• **SHORT EXERCISE 1**:
Answer these questions about the passage on aircraft noise:
(a) What does SEL stand for?
(b) Which Santa Cruz site is the most distant one along the SERFR route?
(c) Which nighttime hours are discounted, and how many hours is that?

• **SELECTED PASSAGE**:
■ ■ ■

To provide a bit of a road map of what follows below, I offer the following list of sections and figures:
- Comparison of the average daily number of noise peaks recorded at the sites (Figure 2), including counts for all peaks and counts for peaks > 50 dBA in amplitude.
- Comparison of the medians and ranges of variation for noise peak amplitudes recorded at the sites (Figure 3).
- Comparison of the medians and ranges of variation for the sound energy in each noise peak (SEL, Sound Exposure Level) recorded at the sites (Figure 4).
- Comparison of the total daily sound energy from aircraft overflights received at the sites (Figure 5). (“Total sound energy per day” is defined to be the median SEL value times the average number of peaks per day.
- Comparison of the FAA-defined DNL (“Day/Night Average Sound Level”) values for each site (Figure 6), with and without aircraft noise present.
- Comparison of the median burst frequencies of overflights and ranges of variation at the sites (Figure 7). (“Burst frequency” uses the average time interval between successive members of groups of five peaks to measure instances of highly repetitious overflight events.)
- Comparison of the medians and ranges of variation for noise peak durations recorded at the sites (Figure 8).
ANALYSIS SUMMARIES AND DISCUSSION
Note About the Graphical Data: In the following overview plots, the data are plotted indexed by study site. The order of the study sites along the abscissa, left to right, starts with Palo Alto area sites ordered by increasing total daily sound energy (see figure 4), and followed by Santa Cruz sites ordered by distance along the SERFR route, starting with the most distant site (Capitola/Soquel) and progressing toward the EDDYY waypoint (Los Gatos).
1. Number of Overflights per Day
Figure 2 compares the average daily number of noise peaks recorded by site, showing counts for all peaks and for peaks > 50 dBA in amplitude.
The error bars show one standard deviation (1σ) in the distribution of peaks counts for each site. There is some variation in the total numbers of peaks detected between the sites, but typically around 300 per day are heard over PA sites and around 250 peaks per day are heard over SC sites. Discounting nighttime hours (4 hours between 1:00 AM and 5:00 AM), over the remaining 20 hours this means there are on average about 15 overflights per hour in PA and 12-13 overflights per hour in SC.

■ ■ ■

Object point labels

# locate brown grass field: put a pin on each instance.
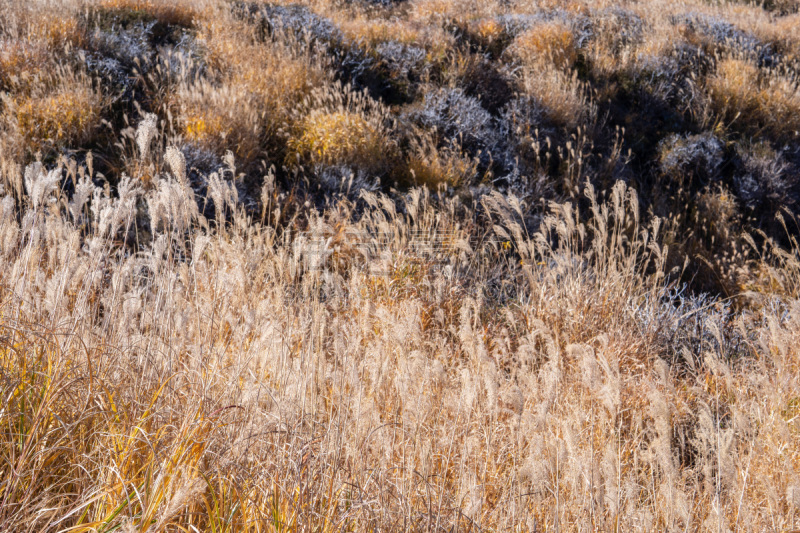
(399, 265)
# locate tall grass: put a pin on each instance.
(388, 267)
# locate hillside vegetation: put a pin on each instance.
(421, 265)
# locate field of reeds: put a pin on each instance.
(399, 265)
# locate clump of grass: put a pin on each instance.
(48, 121)
(754, 100)
(547, 43)
(180, 13)
(342, 127)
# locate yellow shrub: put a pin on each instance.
(221, 118)
(340, 137)
(178, 12)
(550, 42)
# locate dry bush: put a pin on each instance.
(180, 13)
(258, 85)
(433, 166)
(48, 120)
(755, 100)
(561, 95)
(181, 349)
(20, 62)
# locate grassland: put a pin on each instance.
(422, 265)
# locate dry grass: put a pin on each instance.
(416, 266)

■ ■ ■

• **SHORT EXERCISE 2**:
Copy the records word for word, beginning at the line that contains "# locate yellow" and continuing through the last line of the records.

• **FINAL RESULT 1**:
(a) Sound Exposure Level
(b) Capitola/Soquel
(c) The hours between 1:00 AM and 5:00 AM, which is 4 hours.

• **FINAL RESULT 2**:
# locate yellow shrub: put a pin on each instance.
(221, 118)
(340, 137)
(178, 12)
(550, 42)
# locate dry bush: put a pin on each instance.
(180, 13)
(258, 85)
(433, 166)
(48, 120)
(755, 100)
(561, 95)
(181, 349)
(20, 62)
# locate grassland: put a pin on each instance.
(422, 265)
# locate dry grass: put a pin on each instance.
(416, 266)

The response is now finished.